*Problem statement:* Copy every line of the records below word for word, leaving out the pictures.

*Data to use:*
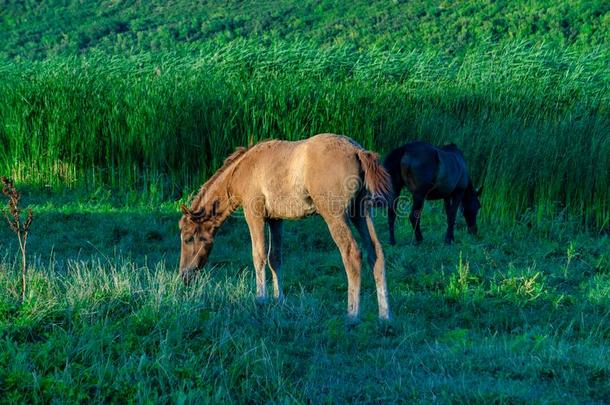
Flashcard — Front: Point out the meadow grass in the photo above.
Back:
[0,41,610,231]
[0,198,610,402]
[0,0,610,403]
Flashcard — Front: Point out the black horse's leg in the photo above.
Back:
[409,195,424,244]
[445,193,462,245]
[388,184,401,245]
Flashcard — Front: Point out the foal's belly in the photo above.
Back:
[265,195,316,219]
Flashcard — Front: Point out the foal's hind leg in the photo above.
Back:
[320,213,361,323]
[409,195,424,244]
[267,219,284,302]
[351,209,390,320]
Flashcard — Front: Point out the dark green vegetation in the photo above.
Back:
[0,0,610,402]
[0,198,610,403]
[0,1,610,227]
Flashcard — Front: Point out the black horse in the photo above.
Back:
[384,142,481,245]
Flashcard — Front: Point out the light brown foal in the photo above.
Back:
[180,134,390,321]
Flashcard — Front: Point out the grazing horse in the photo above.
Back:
[179,134,390,321]
[384,142,482,245]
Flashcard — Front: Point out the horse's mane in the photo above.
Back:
[191,146,250,207]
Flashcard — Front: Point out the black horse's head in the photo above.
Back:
[462,185,483,235]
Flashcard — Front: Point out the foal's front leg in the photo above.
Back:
[244,210,267,304]
[267,219,284,302]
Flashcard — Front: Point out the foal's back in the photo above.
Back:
[232,134,361,219]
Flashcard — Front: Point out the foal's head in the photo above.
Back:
[462,186,483,235]
[179,200,217,284]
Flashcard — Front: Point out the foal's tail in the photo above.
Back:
[357,149,392,205]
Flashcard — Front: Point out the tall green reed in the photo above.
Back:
[0,41,610,229]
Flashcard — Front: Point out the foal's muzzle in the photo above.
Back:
[180,269,198,285]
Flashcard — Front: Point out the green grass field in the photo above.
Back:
[0,0,610,403]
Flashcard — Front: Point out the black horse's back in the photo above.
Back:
[400,142,439,195]
[384,141,480,244]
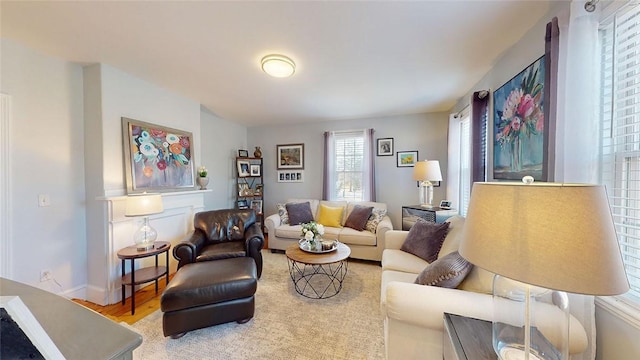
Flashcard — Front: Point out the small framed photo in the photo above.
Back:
[378,138,393,156]
[278,170,304,182]
[251,164,260,176]
[238,199,249,210]
[396,150,418,167]
[276,144,304,170]
[440,200,451,210]
[251,200,262,214]
[238,160,251,177]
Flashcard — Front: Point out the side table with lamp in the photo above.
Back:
[118,193,171,315]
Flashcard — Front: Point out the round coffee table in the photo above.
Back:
[285,243,351,299]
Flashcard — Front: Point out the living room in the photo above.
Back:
[0,1,640,360]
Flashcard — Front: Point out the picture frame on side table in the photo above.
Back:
[377,138,393,156]
[396,150,418,167]
[276,144,304,170]
[122,117,195,194]
[237,160,251,177]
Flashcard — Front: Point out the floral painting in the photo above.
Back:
[122,118,194,193]
[493,56,546,180]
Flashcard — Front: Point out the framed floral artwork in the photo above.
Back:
[122,117,195,194]
[396,151,418,167]
[493,56,548,181]
[276,144,304,170]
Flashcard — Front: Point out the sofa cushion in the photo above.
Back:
[316,204,344,228]
[438,215,464,259]
[415,251,473,289]
[366,208,387,234]
[400,219,449,263]
[276,204,289,225]
[286,202,313,225]
[344,205,373,231]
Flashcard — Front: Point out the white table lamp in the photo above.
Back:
[124,193,164,250]
[413,160,442,207]
[459,179,629,359]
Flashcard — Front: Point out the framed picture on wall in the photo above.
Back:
[122,117,195,194]
[276,144,304,170]
[377,138,393,156]
[396,150,418,167]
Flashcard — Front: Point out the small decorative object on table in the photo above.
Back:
[301,221,324,251]
[197,166,209,190]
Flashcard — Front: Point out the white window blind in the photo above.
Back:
[600,6,640,304]
[332,131,365,201]
[459,112,471,216]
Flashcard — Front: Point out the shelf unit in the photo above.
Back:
[236,157,264,232]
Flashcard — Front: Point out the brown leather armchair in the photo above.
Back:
[173,209,264,278]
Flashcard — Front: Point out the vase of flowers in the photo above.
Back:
[301,221,324,251]
[196,166,209,190]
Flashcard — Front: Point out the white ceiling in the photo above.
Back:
[0,0,549,126]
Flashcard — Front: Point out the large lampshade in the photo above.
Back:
[459,183,629,295]
[124,193,164,250]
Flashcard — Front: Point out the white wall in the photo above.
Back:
[0,39,87,296]
[247,113,448,229]
[200,107,253,210]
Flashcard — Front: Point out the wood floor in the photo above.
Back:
[73,274,173,324]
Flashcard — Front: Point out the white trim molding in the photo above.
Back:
[0,94,12,279]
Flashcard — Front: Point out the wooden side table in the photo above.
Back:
[118,241,171,315]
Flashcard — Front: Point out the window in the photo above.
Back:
[326,130,373,201]
[600,6,640,304]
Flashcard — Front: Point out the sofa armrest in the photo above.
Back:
[384,230,409,250]
[173,230,206,269]
[264,214,280,234]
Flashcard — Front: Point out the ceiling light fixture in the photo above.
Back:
[260,54,296,77]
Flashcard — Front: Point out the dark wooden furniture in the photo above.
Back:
[118,241,171,315]
[402,205,458,230]
[442,313,498,360]
[0,278,142,360]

*Task result:*
Flashcard — Front: Point out the meadow grass in the photo above.
Back:
[0,41,610,231]
[0,198,610,402]
[0,0,610,403]
Flashcard — Front: Point out the black horse's leg in the photo above.
Back:
[409,195,424,244]
[445,193,462,245]
[388,184,401,245]
Flashcard — Front: Point out the foal's belly in the photo above.
Back:
[265,195,316,219]
Flashcard — Front: Point out the foal's hind leg in the photo above.
Back:
[320,213,361,323]
[409,195,424,244]
[267,219,284,302]
[351,209,390,320]
Flashcard — Front: Point out the dark green vegetation in the photo above.
Back:
[0,0,610,402]
[0,198,610,403]
[0,1,610,227]
Flashcard — Front: Point out the black horse in the photo above.
Back:
[384,142,481,245]
Flashcard — Front: Point out the light brown foal in the photo above.
Back:
[180,134,390,321]
Flashcard — Front: Point out the grazing horse in the photo above.
Back:
[179,134,390,321]
[384,142,482,245]
Flashcard — Front: Point out the horse's mane in the photo above.
Back:
[191,146,250,207]
Flashcard — Front: Point out the black horse's head in the photo above.
Back:
[462,185,483,235]
Flashcard — Front: Point out the foal's front leg in the photo above.
Back:
[244,210,267,304]
[267,219,284,302]
Flashcard — Front: Point out the foal's back in the photo above.
Back:
[232,134,361,219]
Flashcard — Front: Point out the foal's head in the photo above.
Back:
[462,186,483,235]
[179,200,217,284]
Flashcard — Front: Point out the foal's tail in the photo above.
Back:
[357,149,392,205]
Flashcard — Front: Point out the tall green reed in the photo above.
Back:
[0,41,610,229]
Flashcard — Front: Point out the foal's muzzle in the photo above.
Back:
[180,269,198,285]
Flashcard — Front: Point out the green grass field in the photo above.
Back:
[0,0,610,403]
Flashcard — Front: Point out the black horse's back in the photo above.
Back:
[400,142,439,195]
[384,141,480,244]
Flashcard — Front: Point out the small framed photo in the photo above.
Back:
[378,138,393,156]
[278,170,304,182]
[251,164,260,176]
[238,199,249,210]
[396,150,418,167]
[276,144,304,170]
[440,200,451,210]
[251,200,262,214]
[238,160,251,177]
Flashcard — Front: Point out the side table with lamp in the photo above.
Back:
[118,193,171,315]
Flashcard — Front: Point out the round coffee table in the photo above.
Back:
[285,243,351,299]
Flashcard — Front: Point out the living room in the photo above.
Back:
[0,1,640,360]
Flashcard — Front: Point out the picture frame on side table in the photo above.
Back:
[377,138,393,156]
[396,150,418,167]
[276,144,304,170]
[122,117,195,194]
[237,160,251,177]
Flashcard — Front: Point out the floral painting in the photo above.
Back:
[122,118,194,193]
[493,56,546,180]
Flashcard — Front: Point out the framed floral artwork in the photo above.
Back:
[122,117,195,194]
[396,151,418,167]
[493,56,548,181]
[276,144,304,170]
Flashcard — Front: Point out the sofa cushion in the photo above.
Back:
[316,204,344,228]
[438,215,464,259]
[415,251,473,289]
[366,208,387,234]
[400,219,449,263]
[276,204,289,225]
[286,202,313,225]
[344,205,373,231]
Flashcard — Front: Point out the white table lamp in the photo above.
Back:
[124,193,164,250]
[413,160,442,207]
[459,179,629,359]
Flashcard — Front: Point out the framed picture on wall in the photo above.
Back:
[122,117,195,194]
[276,144,304,170]
[377,138,393,156]
[396,150,418,167]
Flashcard — Front: Point out the small decorative object on table in the photo above.
Back:
[301,221,324,251]
[197,166,209,190]
Flashcard — Front: Point out the white window blind in the photo above.
Back:
[600,6,640,304]
[332,131,365,201]
[459,112,471,216]
Flashcard — Front: Point out the shelf unit in the photo above.
Back:
[236,157,264,232]
Flashcard — Front: Point out the brown leather armchair in the photo above.
Back:
[173,209,264,278]
Flashcard — Front: Point out the vase of flowers in the photo above.
Back:
[301,221,324,251]
[196,166,209,190]
Flashcard — Front: Point out the white ceiling in the photo above.
Back:
[0,0,549,126]
Flashcard — Front: Point out the large lampshade in the photo above.
Back:
[459,183,629,295]
[124,193,164,250]
Flashcard — Front: Point out the white wall in the photo above.
Back:
[0,39,87,296]
[247,113,448,229]
[200,107,253,210]
Flashcard — Front: Point out the wood floor in the photo above.
Back:
[73,274,173,324]
Flashcard — Front: Point out the white trim molding in the photo above.
Back:
[0,94,12,279]
Flashcard — Front: Point out the wooden side table in the photo above.
Back:
[118,241,171,315]
Flashcard — Front: Point out the window in the photo above.
Back:
[326,130,373,201]
[600,6,640,304]
Flashcard — Front: Point out the sofa armrest in the photo above.
Back:
[384,230,409,250]
[173,230,206,269]
[264,214,280,234]
Flashcard — Front: Point out the ceiling light fixture in the photo above.
Back:
[260,54,296,77]
Flashcard — Front: Point out the dark wooden furniture in the photo above.
Back:
[118,241,171,315]
[402,205,458,230]
[442,313,498,360]
[0,278,142,360]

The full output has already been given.